◆ Work instruction: Print the part of the master gardener piece on winter salt damage that starts at "Winter time, with" and ends at "of existing plants.", keeping every word unchanged.

Ask A Master Gardener – Winter Salt Damage to Landscape Plants

Winter time, with all its joy and splendor, also brings a few headaches to Wisconsin gardeners. The snow and ice that falls on streets, sidewalks, and driveways requires management for safety reasons.  Deicing compounds present challenges for landscape plants that might surround those structures.  Most are not environmentally friendly and can easily mean the demise of existing plants.

The most common deicing compound used is salt, or sodium chloride, the same salt used on the kitchen table. According to the Wisconsin Department of Transportation, this state uses 526,000 tons of salt per season on roads, and this figure does not account for the additional amount used by homeowners and businesses.

◆ Point-per-instance localization data:
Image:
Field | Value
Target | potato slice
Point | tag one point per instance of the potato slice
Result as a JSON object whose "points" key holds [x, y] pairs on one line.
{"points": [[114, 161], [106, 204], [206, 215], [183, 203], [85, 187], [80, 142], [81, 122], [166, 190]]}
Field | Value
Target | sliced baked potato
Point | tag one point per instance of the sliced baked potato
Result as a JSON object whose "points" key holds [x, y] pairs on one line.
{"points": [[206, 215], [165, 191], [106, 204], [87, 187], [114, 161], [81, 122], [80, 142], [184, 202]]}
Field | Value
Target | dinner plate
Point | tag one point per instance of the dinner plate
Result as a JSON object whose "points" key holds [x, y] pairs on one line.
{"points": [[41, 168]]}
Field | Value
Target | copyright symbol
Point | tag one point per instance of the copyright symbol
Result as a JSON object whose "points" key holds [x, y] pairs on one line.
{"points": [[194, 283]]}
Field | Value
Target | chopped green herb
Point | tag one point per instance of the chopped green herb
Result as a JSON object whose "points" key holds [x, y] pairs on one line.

◆ Response:
Winter time, with all its joy and splendor, also brings a few headaches to Wisconsin gardeners. The snow and ice that falls on streets, sidewalks, and driveways requires management for safety reasons.  Deicing compounds present challenges for landscape plants that might surround those structures.  Most are not environmentally friendly and can easily mean the demise of existing plants.